Would you quote the material below in full and unchanged?

--

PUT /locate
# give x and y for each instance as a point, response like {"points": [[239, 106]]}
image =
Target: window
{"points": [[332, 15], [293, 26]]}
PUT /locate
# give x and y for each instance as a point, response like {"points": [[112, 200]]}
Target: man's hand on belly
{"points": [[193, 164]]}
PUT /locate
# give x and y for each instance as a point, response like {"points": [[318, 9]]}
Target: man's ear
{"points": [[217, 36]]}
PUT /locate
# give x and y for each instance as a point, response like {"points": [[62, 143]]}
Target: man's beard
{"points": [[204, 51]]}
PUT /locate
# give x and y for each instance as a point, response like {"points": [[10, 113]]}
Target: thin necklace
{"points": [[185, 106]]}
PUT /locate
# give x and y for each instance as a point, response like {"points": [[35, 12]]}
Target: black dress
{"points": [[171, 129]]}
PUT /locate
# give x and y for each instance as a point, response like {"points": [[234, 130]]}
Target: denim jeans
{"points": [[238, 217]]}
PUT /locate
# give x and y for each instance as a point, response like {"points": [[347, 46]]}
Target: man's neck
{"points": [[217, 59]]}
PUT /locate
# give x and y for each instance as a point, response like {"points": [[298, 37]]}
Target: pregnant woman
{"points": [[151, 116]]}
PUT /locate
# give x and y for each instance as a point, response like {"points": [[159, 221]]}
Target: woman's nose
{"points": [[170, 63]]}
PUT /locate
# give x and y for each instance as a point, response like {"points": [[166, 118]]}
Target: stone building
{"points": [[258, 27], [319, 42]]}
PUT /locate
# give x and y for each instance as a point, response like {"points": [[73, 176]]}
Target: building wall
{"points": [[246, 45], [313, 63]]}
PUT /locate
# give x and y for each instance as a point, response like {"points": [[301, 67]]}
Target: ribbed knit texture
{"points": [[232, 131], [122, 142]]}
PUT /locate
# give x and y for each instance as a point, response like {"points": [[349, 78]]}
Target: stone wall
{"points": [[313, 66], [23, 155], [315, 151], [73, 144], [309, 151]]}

--

**SOLUTION TO THIS TASK:**
PUT /locate
# give x and y for each instance as a point, response like {"points": [[239, 106]]}
image =
Target: window
{"points": [[332, 15], [293, 26]]}
PUT /locate
# give x and y for each instance as a point, response like {"points": [[112, 200]]}
Target: man's hand on belly
{"points": [[193, 164]]}
PUT /locate
# give x and y for each instance as a point, response like {"points": [[318, 9]]}
Target: man's ear
{"points": [[217, 36]]}
PUT /locate
# give x and y for each instance as a point, response like {"points": [[62, 143]]}
Target: man's beard
{"points": [[204, 51]]}
PUT /locate
# give x and y for each instance as a point, response like {"points": [[10, 113]]}
Target: thin necklace
{"points": [[185, 106]]}
PUT /locate
# give x and y for each instance as a point, response like {"points": [[35, 12]]}
Target: black dress
{"points": [[171, 129]]}
PUT /locate
# give x and y for each instance as a point, response like {"points": [[234, 130]]}
Target: denim jeans
{"points": [[238, 217]]}
PUT /locate
# give x and y for each instance as a point, response like {"points": [[347, 46]]}
Target: man's neck
{"points": [[217, 59]]}
PUT /locate
# give x and y for each instance as a point, response like {"points": [[298, 37]]}
Target: pregnant woman
{"points": [[151, 116]]}
PUT /locate
# give x and y for each instance as a point, response like {"points": [[159, 221]]}
Target: woman's nose
{"points": [[170, 63]]}
PUT /locate
# give x and y for each instance as a point, response like {"points": [[166, 118]]}
Target: stone building
{"points": [[258, 27], [319, 42]]}
PUT /locate
# give x and y for each instance as a point, response like {"points": [[73, 176]]}
Target: building wall
{"points": [[246, 45], [313, 63]]}
PUT /locate
# give x and y for each instance as a point, response like {"points": [[301, 67]]}
Target: ribbed knit texture
{"points": [[232, 131], [122, 142]]}
PUT /locate
# give x and y for each instance as a point, response like {"points": [[349, 78]]}
Target: stone wall
{"points": [[313, 66], [23, 155], [315, 151], [73, 144], [309, 151]]}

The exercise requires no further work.